Excerpts from a location annotation dataset
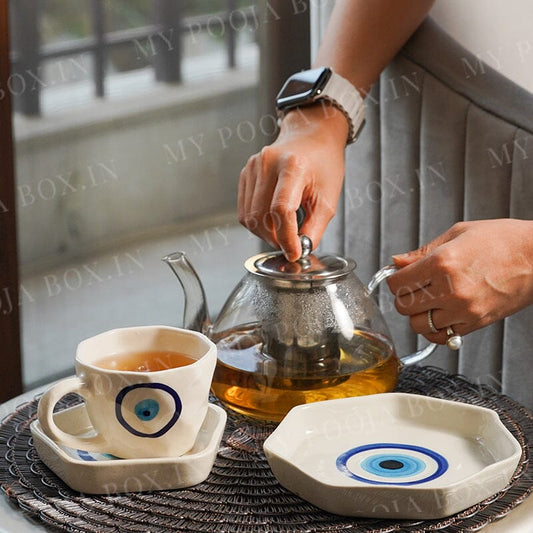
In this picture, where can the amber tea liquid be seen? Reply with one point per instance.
(147, 361)
(253, 384)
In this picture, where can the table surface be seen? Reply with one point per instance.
(13, 520)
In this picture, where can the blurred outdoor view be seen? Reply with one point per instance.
(132, 120)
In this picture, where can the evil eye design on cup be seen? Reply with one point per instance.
(148, 409)
(392, 464)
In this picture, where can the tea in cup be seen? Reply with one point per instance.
(146, 391)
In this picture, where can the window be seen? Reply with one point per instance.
(65, 52)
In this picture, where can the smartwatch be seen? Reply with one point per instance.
(309, 86)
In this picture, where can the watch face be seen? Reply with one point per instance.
(301, 88)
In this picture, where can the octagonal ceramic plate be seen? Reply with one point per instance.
(392, 455)
(100, 473)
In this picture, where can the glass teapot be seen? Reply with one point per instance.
(294, 332)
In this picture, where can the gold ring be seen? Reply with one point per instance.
(454, 341)
(430, 322)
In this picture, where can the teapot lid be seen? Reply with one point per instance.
(312, 268)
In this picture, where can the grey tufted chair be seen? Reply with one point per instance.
(446, 139)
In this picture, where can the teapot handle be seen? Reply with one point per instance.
(415, 357)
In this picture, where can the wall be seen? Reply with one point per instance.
(499, 32)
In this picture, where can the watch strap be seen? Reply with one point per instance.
(345, 97)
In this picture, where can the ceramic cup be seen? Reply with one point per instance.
(137, 413)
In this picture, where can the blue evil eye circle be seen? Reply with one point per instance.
(392, 464)
(148, 409)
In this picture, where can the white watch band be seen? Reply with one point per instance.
(343, 95)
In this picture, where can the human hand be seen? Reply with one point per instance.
(470, 276)
(304, 166)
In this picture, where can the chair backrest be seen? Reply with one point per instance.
(446, 139)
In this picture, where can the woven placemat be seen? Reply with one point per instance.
(241, 495)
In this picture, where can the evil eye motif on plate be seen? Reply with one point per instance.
(392, 464)
(148, 409)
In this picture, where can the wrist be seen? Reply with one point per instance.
(321, 117)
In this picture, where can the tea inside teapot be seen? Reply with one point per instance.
(294, 333)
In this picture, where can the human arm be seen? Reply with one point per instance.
(472, 275)
(305, 164)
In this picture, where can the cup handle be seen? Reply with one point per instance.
(414, 357)
(45, 412)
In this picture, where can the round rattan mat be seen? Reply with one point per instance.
(241, 495)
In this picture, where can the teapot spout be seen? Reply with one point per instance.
(195, 313)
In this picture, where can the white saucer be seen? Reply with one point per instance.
(96, 473)
(392, 455)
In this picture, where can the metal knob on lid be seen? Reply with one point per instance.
(307, 246)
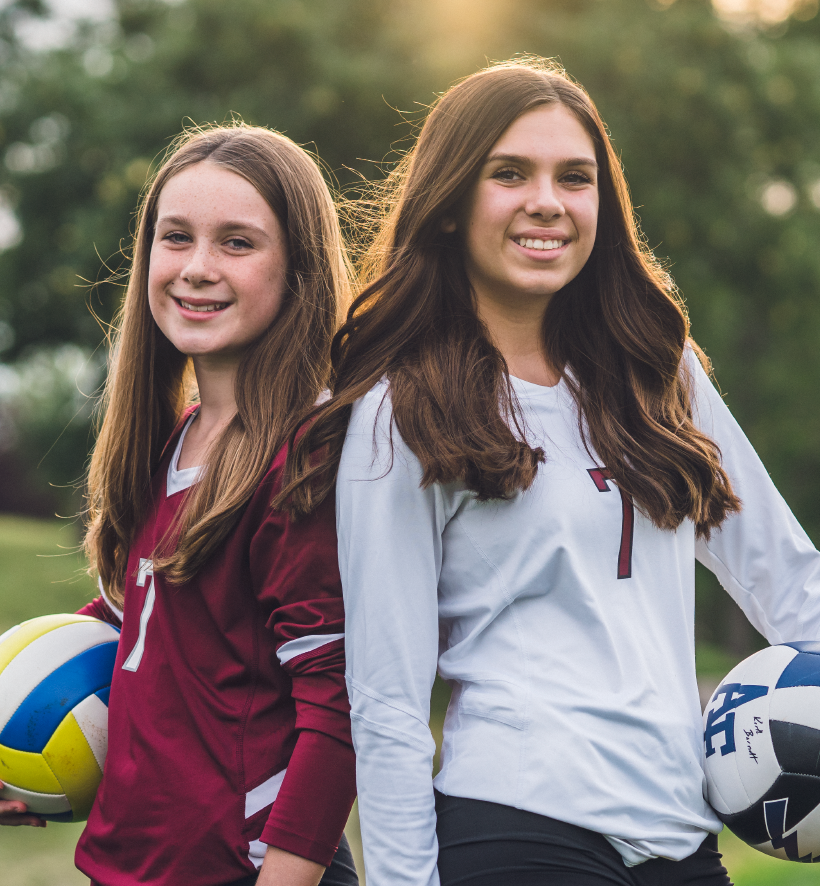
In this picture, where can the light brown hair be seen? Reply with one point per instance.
(150, 383)
(617, 332)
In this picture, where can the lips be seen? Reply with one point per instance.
(202, 307)
(544, 245)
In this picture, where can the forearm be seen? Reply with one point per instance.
(282, 868)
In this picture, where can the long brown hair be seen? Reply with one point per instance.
(617, 332)
(279, 379)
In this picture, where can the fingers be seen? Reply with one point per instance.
(13, 813)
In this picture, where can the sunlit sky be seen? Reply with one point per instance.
(56, 31)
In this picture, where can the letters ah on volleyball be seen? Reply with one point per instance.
(55, 674)
(762, 751)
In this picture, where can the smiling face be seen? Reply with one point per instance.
(218, 265)
(530, 221)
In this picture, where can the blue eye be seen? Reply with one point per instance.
(507, 174)
(177, 237)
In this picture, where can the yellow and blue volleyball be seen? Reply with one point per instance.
(55, 675)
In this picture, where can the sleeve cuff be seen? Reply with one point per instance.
(314, 802)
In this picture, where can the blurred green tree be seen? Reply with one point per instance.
(718, 126)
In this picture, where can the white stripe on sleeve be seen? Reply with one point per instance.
(264, 794)
(301, 645)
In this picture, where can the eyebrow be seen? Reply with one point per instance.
(182, 221)
(522, 161)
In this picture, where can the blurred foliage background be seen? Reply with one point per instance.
(713, 106)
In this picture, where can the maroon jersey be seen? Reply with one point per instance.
(229, 723)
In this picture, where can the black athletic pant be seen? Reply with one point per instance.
(342, 870)
(487, 844)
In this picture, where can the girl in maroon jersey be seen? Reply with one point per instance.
(229, 742)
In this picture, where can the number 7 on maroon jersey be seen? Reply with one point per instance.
(600, 476)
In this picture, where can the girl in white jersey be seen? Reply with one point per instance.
(530, 459)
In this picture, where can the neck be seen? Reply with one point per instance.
(516, 332)
(217, 407)
(217, 397)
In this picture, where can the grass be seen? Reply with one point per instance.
(41, 571)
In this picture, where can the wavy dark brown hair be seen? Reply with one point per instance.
(617, 332)
(150, 383)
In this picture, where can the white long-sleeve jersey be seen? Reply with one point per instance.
(563, 619)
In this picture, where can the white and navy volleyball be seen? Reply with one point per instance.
(55, 674)
(762, 751)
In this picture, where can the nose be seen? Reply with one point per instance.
(201, 267)
(544, 199)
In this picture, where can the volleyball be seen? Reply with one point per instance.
(762, 751)
(55, 674)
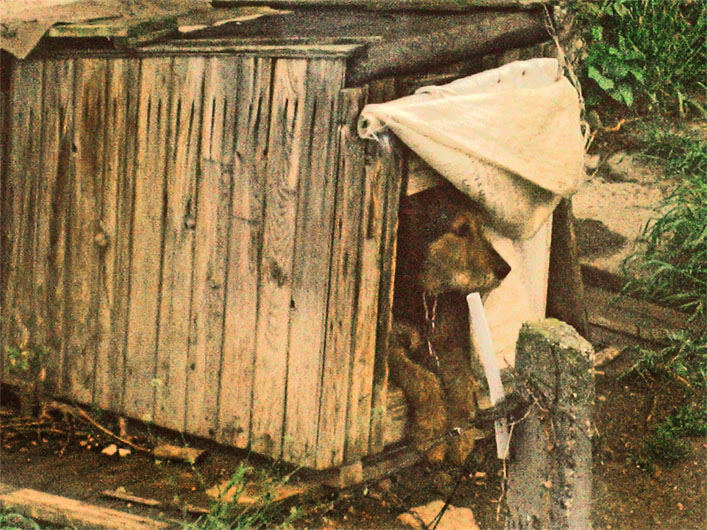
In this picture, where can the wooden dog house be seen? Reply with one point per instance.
(193, 231)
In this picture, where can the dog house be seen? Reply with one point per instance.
(193, 232)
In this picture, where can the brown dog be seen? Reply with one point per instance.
(442, 256)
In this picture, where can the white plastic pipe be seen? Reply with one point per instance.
(481, 342)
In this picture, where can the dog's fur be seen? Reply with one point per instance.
(442, 253)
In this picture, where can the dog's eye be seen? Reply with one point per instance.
(462, 230)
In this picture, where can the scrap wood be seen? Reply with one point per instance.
(121, 495)
(83, 415)
(190, 455)
(607, 355)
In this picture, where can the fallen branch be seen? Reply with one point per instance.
(83, 415)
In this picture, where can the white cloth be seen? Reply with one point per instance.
(510, 138)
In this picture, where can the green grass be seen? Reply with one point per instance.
(672, 269)
(645, 53)
(10, 520)
(263, 513)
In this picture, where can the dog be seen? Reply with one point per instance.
(442, 256)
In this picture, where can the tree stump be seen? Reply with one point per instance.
(550, 479)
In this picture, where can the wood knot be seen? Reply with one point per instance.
(101, 239)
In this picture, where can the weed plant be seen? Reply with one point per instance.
(262, 513)
(651, 53)
(672, 269)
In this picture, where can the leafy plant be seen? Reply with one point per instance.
(15, 521)
(672, 268)
(652, 51)
(227, 513)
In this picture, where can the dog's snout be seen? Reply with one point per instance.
(500, 267)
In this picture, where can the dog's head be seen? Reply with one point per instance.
(442, 246)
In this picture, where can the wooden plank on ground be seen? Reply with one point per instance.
(312, 254)
(389, 5)
(344, 277)
(183, 151)
(54, 209)
(62, 511)
(211, 244)
(84, 225)
(241, 310)
(275, 284)
(391, 167)
(145, 267)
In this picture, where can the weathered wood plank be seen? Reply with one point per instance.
(355, 304)
(391, 167)
(312, 254)
(145, 269)
(108, 365)
(84, 226)
(123, 236)
(275, 284)
(62, 511)
(344, 278)
(57, 127)
(241, 310)
(210, 254)
(22, 179)
(389, 5)
(183, 151)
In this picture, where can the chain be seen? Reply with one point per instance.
(430, 316)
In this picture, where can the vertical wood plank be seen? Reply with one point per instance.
(275, 284)
(345, 264)
(360, 242)
(241, 310)
(84, 225)
(125, 202)
(182, 167)
(5, 74)
(57, 126)
(145, 269)
(112, 277)
(210, 254)
(312, 259)
(391, 166)
(24, 120)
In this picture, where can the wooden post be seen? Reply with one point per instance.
(565, 291)
(550, 481)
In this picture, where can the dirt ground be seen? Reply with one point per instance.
(63, 456)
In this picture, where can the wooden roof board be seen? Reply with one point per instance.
(23, 23)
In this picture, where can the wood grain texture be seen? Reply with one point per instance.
(147, 226)
(312, 260)
(343, 283)
(84, 225)
(391, 167)
(182, 166)
(360, 277)
(109, 369)
(275, 284)
(211, 242)
(241, 305)
(55, 201)
(24, 119)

**AIM OF THE EXERCISE**
Put the lines of the items into a JSON list of strings, one string per line and no blank lines, starting with the line containing "In this picture, where can the wood grain" and going on through the end of the items.

**RESULT**
[
  "In this picture, where can the wood grain texture be seen? Reply with one point per instance.",
  "(147, 226)",
  "(312, 260)",
  "(343, 283)",
  "(84, 225)",
  "(391, 167)",
  "(182, 166)",
  "(360, 277)",
  "(109, 369)",
  "(275, 284)",
  "(211, 242)",
  "(241, 305)",
  "(55, 201)",
  "(24, 119)"
]